— BEGIN —

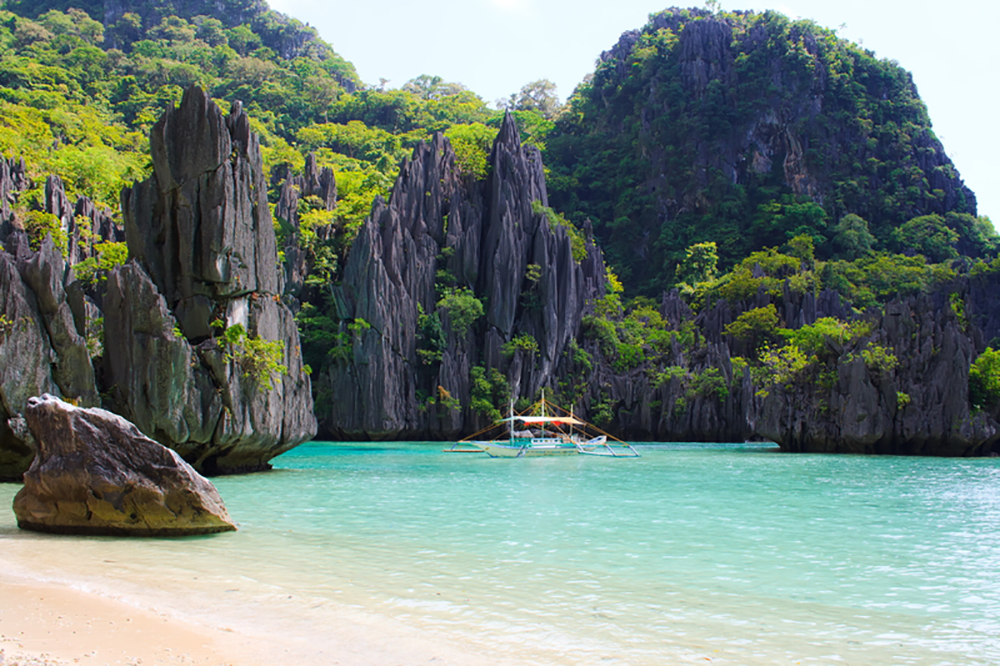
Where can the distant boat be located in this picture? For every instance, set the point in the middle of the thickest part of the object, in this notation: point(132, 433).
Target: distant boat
point(536, 433)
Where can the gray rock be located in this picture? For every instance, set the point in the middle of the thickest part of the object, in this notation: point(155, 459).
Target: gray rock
point(920, 407)
point(96, 474)
point(44, 273)
point(443, 230)
point(203, 240)
point(26, 359)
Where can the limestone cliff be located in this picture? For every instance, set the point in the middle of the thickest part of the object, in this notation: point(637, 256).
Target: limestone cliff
point(916, 403)
point(202, 240)
point(410, 351)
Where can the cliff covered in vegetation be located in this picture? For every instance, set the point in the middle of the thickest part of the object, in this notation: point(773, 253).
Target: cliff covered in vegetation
point(748, 129)
point(798, 258)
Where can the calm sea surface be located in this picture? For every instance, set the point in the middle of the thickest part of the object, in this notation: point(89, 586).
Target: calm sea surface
point(733, 554)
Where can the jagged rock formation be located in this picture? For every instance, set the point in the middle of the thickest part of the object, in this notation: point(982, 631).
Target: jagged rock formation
point(203, 244)
point(920, 407)
point(442, 230)
point(96, 474)
point(42, 348)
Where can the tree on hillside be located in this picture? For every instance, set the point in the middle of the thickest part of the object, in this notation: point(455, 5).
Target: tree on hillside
point(537, 96)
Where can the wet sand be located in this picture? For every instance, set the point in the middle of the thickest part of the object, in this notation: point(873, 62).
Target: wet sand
point(47, 624)
point(43, 623)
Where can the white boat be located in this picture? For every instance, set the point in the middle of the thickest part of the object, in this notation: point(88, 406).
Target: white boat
point(539, 434)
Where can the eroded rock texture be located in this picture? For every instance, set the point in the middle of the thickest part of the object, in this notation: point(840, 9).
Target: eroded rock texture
point(41, 349)
point(201, 236)
point(919, 406)
point(95, 473)
point(444, 231)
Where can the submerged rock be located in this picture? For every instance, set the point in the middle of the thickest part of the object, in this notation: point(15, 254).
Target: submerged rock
point(95, 473)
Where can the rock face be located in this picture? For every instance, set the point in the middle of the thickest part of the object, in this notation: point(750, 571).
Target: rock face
point(41, 348)
point(918, 407)
point(95, 473)
point(410, 354)
point(202, 241)
point(318, 187)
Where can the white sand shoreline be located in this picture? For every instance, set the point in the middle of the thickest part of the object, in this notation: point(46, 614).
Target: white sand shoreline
point(46, 623)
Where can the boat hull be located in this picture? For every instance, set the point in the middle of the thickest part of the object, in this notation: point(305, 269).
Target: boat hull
point(507, 450)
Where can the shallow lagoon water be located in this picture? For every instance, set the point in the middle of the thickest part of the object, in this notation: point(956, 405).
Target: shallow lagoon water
point(735, 554)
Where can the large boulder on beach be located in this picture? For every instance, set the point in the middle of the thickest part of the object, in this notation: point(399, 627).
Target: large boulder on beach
point(95, 473)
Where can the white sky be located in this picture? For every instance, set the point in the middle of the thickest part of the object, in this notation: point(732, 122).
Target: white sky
point(496, 46)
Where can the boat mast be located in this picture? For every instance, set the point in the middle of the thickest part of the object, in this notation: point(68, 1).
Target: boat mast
point(510, 426)
point(543, 413)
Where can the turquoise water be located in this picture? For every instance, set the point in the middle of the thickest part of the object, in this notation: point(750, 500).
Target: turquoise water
point(734, 554)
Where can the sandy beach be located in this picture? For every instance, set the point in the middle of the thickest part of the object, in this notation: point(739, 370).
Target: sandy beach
point(47, 624)
point(42, 623)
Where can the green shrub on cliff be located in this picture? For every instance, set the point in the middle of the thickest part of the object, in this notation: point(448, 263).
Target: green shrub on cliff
point(258, 359)
point(984, 380)
point(660, 159)
point(463, 308)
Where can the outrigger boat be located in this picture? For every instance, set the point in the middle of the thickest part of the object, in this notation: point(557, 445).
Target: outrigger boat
point(536, 433)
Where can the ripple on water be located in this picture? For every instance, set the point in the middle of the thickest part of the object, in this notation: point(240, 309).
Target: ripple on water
point(727, 552)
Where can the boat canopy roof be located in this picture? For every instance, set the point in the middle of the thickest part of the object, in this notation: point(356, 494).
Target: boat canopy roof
point(544, 419)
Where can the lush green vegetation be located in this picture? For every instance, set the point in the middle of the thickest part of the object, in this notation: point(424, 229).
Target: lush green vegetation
point(650, 156)
point(258, 359)
point(661, 160)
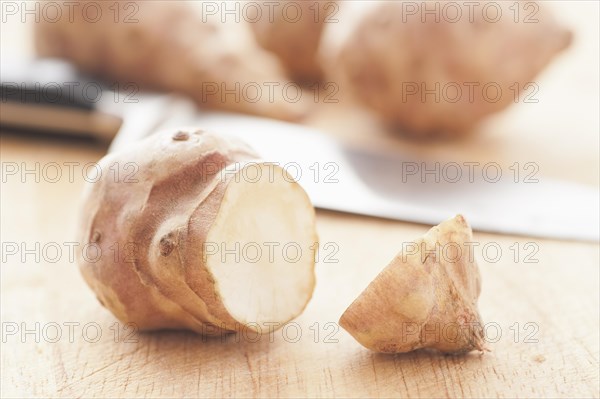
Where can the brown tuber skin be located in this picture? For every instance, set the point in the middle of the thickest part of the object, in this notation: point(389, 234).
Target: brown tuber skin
point(167, 46)
point(295, 42)
point(393, 62)
point(161, 218)
point(422, 299)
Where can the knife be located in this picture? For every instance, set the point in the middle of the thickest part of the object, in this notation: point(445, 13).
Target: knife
point(348, 179)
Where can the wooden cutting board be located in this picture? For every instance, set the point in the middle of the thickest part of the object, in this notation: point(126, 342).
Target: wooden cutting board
point(542, 316)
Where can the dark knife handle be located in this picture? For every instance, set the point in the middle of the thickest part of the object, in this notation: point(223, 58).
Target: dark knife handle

— END —

**AIM**
Reproduce, without alteration, everything from the line containing "Where can the dark" down through the final line of the records.

**EXERCISE RESULT**
Where can the dark knife handle be located in this picture? For every instance, set the point in the middle of the thickest part of the object, in this notation: point(223, 58).
Target: dark knife handle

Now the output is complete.